__Text extract__.
========================
I was fortunate to be able to participate in last weekend’s ABA Summit on Legal Innovation. Watching all the presentations, and participating in Blue Sky innovations — my main priorities and agenda items for innovating services all got boiled down to one blaring message:
Here are some of the people that called for centralizing, coordinating legal help from the users’ point of view:
There are a few initiatives that must happen to get the Internet to be a law-friendly, people-friendly resource for anyone who is going to type in a query seeking out help for their divorce, debt, bankruptcy, child custody, landlord-tenant issue (and beyond…). Here’s what I’m seeing as a shortlist of things to be working on:
- Deep, design-driven research into how lay people approach the Internet when seeking out help for their life (legal) problems (Note: I’ve been doing this, now I need to scale it up & publish the resources)
- Using understandings from this research to feed into new concept designs, principles/heuristics/guides for what better interventions could be, to get the Online Help Seeker to Quality Legal Services easily, directly, happily
- Partnering with the right organizations to get these interventions implemented:
- Google, Yahoo, Microsoft, and other search engine companies — which are really the crucial portal for how a lay person will seek out and find legal help
- States’ Legal Help sites
- Courts’ Self-Help/Public-Facing sites
- Other social service/governmental groups that have adjacent, linked resources to legal services’ resources
- Legal Aid groups
- Consumer Law websites
For step 2 — what the right interventions are to get the Internet to serve legal help-seekers in a better way, I have my inclination about what some key things will be.
- Centralized Legal Help Portals: each state, or maybe even the whole country has one *strongly branded* website that does an issue-based, person-based, and jursidiction-based triage on the visitor, and funnels them to a legal help channel that works for them. Its one central, recognizable place that can warmly hand the person off to the right local resource — tells them what their legal issue is called — and whether they might qualify for legal help.
========================
__Given exercise a__.
Count the lines of the rows that contain the string "patch", treating uppercase and lowercase as different, and give only the number.
The rows that follow are unrelated to the legal innovation text.

(Rows contained in a dataset)
========================
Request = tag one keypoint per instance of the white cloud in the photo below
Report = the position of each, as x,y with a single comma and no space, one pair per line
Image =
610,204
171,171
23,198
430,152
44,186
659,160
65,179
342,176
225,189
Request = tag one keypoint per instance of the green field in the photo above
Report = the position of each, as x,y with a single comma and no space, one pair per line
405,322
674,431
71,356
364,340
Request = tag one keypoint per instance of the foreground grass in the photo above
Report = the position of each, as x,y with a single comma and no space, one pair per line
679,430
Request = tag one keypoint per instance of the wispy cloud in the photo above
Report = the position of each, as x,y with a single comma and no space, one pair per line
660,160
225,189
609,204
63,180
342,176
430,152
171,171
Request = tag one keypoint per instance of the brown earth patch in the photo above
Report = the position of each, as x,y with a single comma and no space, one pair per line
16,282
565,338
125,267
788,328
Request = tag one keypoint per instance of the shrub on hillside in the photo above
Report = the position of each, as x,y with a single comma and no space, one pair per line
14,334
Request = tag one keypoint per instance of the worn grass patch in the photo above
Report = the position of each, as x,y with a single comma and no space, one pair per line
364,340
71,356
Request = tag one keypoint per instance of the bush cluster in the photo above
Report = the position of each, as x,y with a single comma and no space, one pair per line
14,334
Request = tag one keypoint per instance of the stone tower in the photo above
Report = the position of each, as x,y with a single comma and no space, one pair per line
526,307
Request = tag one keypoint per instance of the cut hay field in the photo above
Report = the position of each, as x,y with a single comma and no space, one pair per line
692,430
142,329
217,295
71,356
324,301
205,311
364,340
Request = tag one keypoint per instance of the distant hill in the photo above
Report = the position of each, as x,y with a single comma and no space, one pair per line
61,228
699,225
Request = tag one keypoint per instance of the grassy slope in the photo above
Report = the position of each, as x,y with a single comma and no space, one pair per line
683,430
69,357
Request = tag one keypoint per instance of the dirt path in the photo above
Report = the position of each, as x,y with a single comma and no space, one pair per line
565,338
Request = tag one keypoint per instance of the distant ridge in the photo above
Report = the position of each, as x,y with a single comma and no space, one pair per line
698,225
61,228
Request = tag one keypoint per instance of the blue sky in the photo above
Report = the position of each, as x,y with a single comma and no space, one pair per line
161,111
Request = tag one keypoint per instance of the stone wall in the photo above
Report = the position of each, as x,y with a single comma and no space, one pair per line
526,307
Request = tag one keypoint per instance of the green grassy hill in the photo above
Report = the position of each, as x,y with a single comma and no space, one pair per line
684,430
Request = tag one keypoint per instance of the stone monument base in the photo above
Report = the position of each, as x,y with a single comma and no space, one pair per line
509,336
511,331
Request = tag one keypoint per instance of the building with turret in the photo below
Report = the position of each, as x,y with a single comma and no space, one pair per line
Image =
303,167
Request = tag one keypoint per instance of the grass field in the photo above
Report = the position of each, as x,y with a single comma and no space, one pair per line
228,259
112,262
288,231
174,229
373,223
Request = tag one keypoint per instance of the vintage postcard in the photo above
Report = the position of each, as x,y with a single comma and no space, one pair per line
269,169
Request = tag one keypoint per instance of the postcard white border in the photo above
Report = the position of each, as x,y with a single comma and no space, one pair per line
========================
__Given exercise b__.
In the legal innovation text, which legal problems are named as things a person might type into a query when seeking help online? List every one.

__Task solution a__.
2

__Task solution b__.
- Divorce
- Debt
- Bankruptcy
- Child custody
- Landlord-tenant issue